§ DOCUMENT SEGMENT:
start

In contrast, deeper soil layers typically provide higher moisture content, more stable salinity levels and more consistent conductivity throughout the year. This is one of the main reasons why engineers increasingly choose deep earthing systems for modern infrastructure projects where stable, long-term grounding performance is essential.
This contrast between surface and deeper soil conditions is critical when designing reliable earthing systems. By reaching more stable conductive layers, deep earthing reduces the impact of seasonal variation and helps maintain consistent performance throughout the system’s operational life.
Surface Earthing vs Deep Earthing
Traditional surface earthing systems are highly dependent on environmental conditions, which can cause resistance levels to fluctuate throughout the year. Factors such as seasonal weather changes, frost conditions and dry surface soil can significantly affect conductivity, while shallow installations often struggle to access stable conductive layers.
Deep earthing systems overcome these limitations by driving electrodes into deeper, more stable soil conditions, often close to groundwater level where moisture content and conductivity remain more consistent. This results in more stable earth resistance, reduced environmental influence and improved long-term reliability.
The Elpress Deep Earthing System Explained
The Elpress Deep Earthing System is a modular grounding solution designed for the safe and controlled installation of deep earth electrodes. The system combines a hardened steel tip, leading rod, extension rods, driving sleeves or studs, and a copper earthing wire supplied by wholesalers. Using steel rod extensions, installers drive a continuous copper conductor deep into the ground, giving them stable installation conditions and full control throughout the process.

end

§ STORED DATA:
start

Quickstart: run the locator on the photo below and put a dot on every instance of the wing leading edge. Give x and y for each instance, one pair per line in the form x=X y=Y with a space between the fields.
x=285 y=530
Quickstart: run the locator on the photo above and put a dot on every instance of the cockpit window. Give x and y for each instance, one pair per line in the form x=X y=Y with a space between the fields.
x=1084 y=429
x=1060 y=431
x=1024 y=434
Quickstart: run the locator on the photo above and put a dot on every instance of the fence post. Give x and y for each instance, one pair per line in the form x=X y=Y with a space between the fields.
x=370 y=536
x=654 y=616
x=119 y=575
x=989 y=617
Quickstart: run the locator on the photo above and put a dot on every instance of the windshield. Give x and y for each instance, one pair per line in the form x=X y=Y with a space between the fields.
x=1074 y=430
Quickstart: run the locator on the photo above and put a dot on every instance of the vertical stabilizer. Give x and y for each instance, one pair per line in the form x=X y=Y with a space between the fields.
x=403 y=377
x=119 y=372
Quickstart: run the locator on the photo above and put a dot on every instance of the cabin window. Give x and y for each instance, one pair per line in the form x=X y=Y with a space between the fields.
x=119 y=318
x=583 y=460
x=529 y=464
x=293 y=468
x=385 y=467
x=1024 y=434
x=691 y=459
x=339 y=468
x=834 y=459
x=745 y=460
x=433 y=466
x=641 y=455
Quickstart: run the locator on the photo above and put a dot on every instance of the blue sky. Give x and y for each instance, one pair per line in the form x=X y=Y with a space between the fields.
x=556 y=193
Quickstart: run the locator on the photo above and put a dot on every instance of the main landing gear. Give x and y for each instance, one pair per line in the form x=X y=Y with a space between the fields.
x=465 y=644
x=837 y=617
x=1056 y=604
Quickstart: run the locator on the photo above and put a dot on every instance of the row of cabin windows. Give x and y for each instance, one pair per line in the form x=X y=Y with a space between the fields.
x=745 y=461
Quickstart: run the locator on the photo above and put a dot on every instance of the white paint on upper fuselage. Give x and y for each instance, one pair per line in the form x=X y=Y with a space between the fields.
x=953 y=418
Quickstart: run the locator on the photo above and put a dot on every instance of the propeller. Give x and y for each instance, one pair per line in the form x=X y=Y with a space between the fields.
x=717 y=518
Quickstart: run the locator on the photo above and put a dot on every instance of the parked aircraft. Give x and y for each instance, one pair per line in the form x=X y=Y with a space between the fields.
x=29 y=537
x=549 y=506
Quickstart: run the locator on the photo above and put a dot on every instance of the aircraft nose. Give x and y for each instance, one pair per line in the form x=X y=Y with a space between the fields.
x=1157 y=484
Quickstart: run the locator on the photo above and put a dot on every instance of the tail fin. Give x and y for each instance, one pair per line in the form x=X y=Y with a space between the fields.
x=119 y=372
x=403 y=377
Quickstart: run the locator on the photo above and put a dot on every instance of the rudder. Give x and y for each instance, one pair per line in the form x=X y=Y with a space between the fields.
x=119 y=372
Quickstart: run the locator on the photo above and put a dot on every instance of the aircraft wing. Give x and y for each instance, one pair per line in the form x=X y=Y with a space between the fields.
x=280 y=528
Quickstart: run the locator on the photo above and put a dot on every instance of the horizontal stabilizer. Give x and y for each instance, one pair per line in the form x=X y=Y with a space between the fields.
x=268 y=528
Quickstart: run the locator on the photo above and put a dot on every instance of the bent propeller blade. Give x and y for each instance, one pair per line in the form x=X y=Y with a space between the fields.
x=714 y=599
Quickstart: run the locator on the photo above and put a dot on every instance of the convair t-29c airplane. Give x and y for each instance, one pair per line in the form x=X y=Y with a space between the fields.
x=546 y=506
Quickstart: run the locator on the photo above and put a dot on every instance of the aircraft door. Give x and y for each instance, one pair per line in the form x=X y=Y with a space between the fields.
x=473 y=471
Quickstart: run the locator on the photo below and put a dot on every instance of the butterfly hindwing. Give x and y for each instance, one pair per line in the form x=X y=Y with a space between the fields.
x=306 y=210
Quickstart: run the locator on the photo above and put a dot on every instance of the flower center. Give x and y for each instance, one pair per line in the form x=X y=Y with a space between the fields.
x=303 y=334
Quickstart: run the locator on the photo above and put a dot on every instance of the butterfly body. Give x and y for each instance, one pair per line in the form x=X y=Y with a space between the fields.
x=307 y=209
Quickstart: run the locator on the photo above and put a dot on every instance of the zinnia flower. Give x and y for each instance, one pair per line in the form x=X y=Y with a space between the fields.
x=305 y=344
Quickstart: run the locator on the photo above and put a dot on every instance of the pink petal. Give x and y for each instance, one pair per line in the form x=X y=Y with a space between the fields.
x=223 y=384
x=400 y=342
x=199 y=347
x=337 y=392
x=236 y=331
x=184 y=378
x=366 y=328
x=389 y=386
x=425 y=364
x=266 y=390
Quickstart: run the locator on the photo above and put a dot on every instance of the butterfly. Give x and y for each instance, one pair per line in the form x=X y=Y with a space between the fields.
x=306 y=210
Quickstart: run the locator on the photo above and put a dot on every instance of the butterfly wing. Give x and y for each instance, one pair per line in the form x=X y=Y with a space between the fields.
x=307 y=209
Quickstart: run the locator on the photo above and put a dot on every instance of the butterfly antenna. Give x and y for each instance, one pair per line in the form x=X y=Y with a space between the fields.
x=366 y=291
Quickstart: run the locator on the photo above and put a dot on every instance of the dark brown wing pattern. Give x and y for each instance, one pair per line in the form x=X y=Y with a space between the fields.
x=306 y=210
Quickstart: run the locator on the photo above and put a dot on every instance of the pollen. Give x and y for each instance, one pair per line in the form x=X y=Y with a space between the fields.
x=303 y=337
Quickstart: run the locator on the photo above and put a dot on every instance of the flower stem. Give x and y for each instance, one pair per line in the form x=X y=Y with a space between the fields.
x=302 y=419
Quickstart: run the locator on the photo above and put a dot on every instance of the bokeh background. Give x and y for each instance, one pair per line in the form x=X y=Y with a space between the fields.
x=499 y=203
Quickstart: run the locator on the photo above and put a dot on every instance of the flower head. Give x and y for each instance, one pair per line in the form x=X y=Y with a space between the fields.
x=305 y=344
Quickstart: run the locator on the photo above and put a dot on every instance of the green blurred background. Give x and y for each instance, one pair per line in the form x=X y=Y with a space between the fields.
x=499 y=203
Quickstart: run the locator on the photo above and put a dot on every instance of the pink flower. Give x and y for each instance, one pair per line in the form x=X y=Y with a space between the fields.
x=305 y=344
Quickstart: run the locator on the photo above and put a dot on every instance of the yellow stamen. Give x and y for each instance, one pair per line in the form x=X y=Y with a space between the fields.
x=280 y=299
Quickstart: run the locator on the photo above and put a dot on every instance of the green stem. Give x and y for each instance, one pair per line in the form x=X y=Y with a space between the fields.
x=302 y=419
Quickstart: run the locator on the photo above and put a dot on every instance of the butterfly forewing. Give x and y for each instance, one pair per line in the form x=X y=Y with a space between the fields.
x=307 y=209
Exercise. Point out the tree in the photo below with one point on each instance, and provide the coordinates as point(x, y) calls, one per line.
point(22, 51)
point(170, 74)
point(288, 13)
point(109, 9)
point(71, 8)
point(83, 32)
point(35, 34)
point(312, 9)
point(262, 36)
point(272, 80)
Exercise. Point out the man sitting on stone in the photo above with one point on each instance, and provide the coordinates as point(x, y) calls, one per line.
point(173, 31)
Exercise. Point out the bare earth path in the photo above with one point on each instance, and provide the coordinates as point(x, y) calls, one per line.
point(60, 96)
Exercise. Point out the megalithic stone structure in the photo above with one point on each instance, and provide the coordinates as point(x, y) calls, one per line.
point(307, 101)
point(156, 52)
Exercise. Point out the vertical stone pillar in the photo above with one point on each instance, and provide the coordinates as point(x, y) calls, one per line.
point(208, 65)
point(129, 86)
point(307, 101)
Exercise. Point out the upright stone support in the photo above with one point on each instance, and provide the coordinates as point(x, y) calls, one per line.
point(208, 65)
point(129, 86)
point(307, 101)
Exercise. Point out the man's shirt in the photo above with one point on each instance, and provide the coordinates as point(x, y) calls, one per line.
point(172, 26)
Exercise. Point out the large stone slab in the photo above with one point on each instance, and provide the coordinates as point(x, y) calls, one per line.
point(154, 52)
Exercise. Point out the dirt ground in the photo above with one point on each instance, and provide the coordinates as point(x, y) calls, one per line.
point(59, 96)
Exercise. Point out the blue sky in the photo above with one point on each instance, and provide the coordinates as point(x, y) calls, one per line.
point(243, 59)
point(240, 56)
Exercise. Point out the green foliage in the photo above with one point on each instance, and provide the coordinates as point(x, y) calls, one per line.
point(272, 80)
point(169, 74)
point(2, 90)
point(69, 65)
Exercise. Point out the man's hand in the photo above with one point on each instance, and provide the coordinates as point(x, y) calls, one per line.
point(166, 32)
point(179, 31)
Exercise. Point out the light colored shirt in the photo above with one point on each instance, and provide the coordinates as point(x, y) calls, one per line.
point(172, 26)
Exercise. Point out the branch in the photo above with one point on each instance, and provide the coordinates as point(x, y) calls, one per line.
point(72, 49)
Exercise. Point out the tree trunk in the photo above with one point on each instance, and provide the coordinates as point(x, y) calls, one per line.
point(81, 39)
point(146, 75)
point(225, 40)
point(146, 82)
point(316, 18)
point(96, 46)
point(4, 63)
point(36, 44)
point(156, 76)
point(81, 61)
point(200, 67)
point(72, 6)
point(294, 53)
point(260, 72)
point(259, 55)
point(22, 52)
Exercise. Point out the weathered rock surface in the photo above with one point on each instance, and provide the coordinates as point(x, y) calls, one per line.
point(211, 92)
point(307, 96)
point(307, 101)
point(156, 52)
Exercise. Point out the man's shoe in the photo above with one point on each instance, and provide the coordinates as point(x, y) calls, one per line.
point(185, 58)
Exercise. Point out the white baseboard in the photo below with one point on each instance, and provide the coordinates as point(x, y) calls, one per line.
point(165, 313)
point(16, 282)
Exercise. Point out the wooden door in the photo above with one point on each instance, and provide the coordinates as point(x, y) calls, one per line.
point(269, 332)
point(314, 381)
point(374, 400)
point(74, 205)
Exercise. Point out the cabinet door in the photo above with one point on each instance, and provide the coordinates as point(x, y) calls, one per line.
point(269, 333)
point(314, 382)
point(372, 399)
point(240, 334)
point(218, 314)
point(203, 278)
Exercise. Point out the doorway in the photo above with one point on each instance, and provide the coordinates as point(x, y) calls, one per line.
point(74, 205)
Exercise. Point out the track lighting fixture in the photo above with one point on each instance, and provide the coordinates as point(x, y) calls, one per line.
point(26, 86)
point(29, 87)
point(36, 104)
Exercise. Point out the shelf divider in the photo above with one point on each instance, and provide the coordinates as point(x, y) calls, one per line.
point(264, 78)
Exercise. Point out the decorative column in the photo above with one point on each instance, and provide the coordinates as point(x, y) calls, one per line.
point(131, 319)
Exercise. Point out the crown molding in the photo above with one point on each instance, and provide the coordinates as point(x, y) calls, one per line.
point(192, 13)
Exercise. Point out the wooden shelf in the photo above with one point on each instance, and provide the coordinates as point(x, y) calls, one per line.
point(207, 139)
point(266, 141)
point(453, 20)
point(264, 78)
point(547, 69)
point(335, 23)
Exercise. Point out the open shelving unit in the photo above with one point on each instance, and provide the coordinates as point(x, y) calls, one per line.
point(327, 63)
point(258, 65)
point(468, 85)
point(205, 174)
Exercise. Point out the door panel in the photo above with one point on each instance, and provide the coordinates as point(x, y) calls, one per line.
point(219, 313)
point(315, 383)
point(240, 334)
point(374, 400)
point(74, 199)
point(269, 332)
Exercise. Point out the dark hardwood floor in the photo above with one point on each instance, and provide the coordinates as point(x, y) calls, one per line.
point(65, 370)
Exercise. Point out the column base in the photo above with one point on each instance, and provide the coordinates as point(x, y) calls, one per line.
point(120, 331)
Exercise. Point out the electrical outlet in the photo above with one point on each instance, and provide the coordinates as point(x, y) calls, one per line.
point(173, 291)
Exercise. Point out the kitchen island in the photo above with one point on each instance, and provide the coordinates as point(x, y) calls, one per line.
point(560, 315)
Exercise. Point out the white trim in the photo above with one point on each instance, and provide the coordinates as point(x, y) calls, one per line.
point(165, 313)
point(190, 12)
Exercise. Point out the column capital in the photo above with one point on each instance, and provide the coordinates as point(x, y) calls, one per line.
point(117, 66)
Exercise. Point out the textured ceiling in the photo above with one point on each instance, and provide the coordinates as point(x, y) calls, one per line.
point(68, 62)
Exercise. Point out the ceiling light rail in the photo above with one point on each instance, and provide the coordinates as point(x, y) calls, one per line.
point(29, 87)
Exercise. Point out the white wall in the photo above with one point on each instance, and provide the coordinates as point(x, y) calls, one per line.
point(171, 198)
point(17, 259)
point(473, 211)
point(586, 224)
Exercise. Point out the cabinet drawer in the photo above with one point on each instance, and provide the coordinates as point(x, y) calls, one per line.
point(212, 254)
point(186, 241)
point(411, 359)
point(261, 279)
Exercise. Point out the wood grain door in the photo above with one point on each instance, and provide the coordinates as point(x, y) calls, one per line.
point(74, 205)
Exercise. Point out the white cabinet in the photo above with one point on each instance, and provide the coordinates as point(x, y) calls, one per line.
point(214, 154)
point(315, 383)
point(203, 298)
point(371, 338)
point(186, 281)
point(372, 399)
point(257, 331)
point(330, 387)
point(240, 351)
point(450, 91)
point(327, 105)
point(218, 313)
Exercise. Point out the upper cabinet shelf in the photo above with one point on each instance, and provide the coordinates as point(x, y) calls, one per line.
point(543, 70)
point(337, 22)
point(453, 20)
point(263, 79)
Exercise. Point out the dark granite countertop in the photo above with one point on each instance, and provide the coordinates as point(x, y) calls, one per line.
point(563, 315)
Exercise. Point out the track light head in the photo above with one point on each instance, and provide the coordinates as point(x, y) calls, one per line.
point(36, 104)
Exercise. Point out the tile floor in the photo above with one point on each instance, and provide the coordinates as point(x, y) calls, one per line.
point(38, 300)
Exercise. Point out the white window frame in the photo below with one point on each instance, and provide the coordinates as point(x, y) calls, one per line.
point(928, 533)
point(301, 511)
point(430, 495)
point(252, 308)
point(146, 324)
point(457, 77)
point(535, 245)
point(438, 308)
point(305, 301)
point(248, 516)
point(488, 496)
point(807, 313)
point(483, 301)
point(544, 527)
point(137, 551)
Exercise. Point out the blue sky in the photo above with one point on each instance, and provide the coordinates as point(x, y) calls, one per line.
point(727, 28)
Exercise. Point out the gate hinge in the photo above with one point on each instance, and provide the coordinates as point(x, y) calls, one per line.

end

§ REQUIREMENTS:
1. From the deep earthing text, quote the passage from "This contrast between" up to and including "stable conductive layers.".
2. Pick up the deep earthing text after its last sentence and carry it forward.

§ RESULTS:
1.
This contrast between surface and deeper soil conditions is critical when designing reliable earthing systems. By reaching more stable conductive layers, deep earthing reduces the impact of seasonal variation and helps maintain consistent performance throughout the system’s operational life.
Surface Earthing vs Deep Earthing
Traditional surface earthing systems are highly dependent on environmental conditions, which can cause resistance levels to fluctuate throughout the year. Factors such as seasonal weather changes, frost conditions and dry surface soil can significantly affect conductivity, while shallow installations often struggle to access stable conductive layers.

2.
One of the key advantages of the grounding solution is that it eliminates joints within the underground conductor, reducing potential failure points while improving long-term reliability. The design also enables continuous earth resistance monitoring during installation and uses steel components as sacrificial corrosion protection for the copper conductor, all within a simple, low-component system.
How the Elpress Deep Earthing System Works in Practice
The installation process is simple, controlled and measurable. Installers insert the copper conductor into the steel tip, while the leading rod locks it securely in place. As the system moves deeper into the ground, installers progressively add extension rods, typically using power hammers to assist the installation process.
Throughout the process, installers continuously monitor earth resistance to track performance in real time and confirm that the grounding conditions remain suitable. Once installers achieve the target resistance level, they stop the installation process and remove the top rod for re-use. This approach allows installers to optimise depth based on actual soil conditions rather than relying on estimates or assumptions.
Monitoring, Safety and Engineering Benefits
One of the key advantages of the system is continuous earth resistance monitoring during installation. This allows installers to achieve the correct grounding depth, prevent unnecessary over-extension, and validate ground conditions in real time.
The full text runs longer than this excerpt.